EXERCISE AIM: Starting at the line that contains "Task: indicate the brown", repeat each line exactly until the records end, keeping both the first and the last.

INPUT MATERIAL:
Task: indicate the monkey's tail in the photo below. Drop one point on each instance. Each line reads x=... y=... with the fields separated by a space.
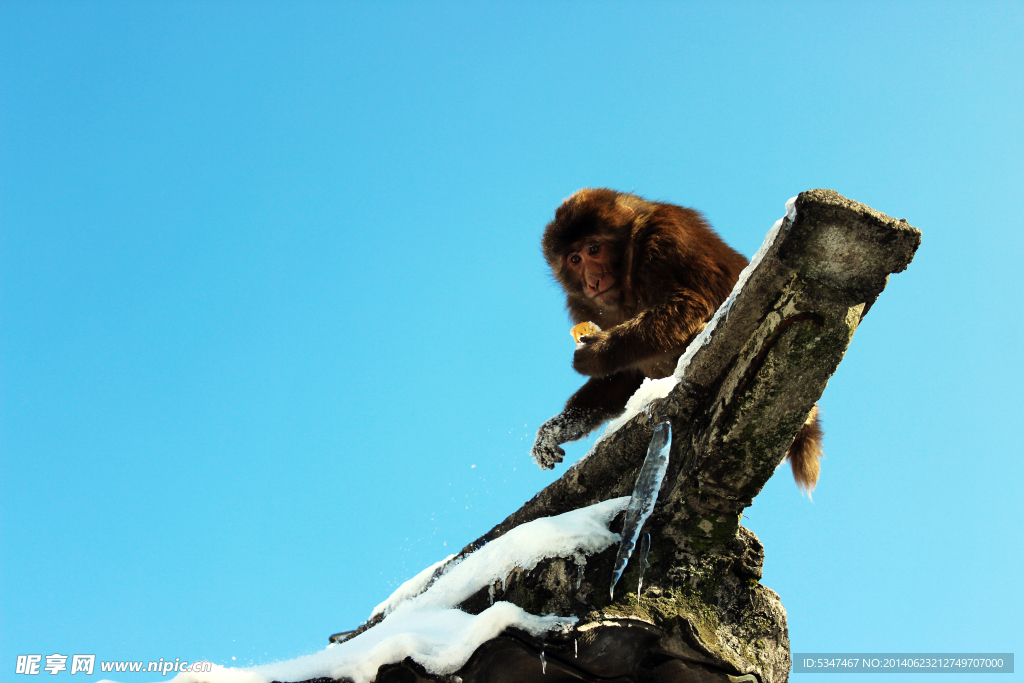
x=806 y=451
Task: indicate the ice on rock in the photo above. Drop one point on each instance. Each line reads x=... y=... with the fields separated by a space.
x=422 y=619
x=644 y=497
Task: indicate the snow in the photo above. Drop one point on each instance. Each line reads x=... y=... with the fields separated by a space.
x=744 y=274
x=427 y=626
x=644 y=498
x=651 y=389
x=648 y=391
x=410 y=589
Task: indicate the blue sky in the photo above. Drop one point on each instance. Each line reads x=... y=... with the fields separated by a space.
x=275 y=332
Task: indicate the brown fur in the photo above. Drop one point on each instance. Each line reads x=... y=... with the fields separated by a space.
x=671 y=271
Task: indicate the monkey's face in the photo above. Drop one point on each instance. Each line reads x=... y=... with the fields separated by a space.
x=593 y=262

YOUR SOLUTION:
Task: indicate the brown fur in the photo above. Drop one point on each instance. Each line reads x=... y=... with the fields separated by a space.
x=671 y=271
Task: indicate the monkey's face in the photo above. Drop one point on each instance. Each line reads x=... y=... with the fields separated by a space.
x=593 y=262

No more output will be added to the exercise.